• [INSTRUCTION]:
Please reproduce the listing below word for word, from start to finish.

Entries taken from a pointing dataset

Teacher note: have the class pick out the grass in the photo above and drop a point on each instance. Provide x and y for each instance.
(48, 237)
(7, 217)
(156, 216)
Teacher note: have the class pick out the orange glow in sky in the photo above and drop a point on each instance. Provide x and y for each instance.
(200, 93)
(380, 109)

• [PROBLEM SOLUTION]:
Teacher note: have the class pick out the grass in the photo above and drop a point on each instance. Provide x and y for each instance.
(48, 237)
(7, 217)
(156, 216)
Teacher note: have the class pick out the orange glow in sky in the photo above and drop a point on each instance. Provide x and y for each instance.
(200, 93)
(380, 109)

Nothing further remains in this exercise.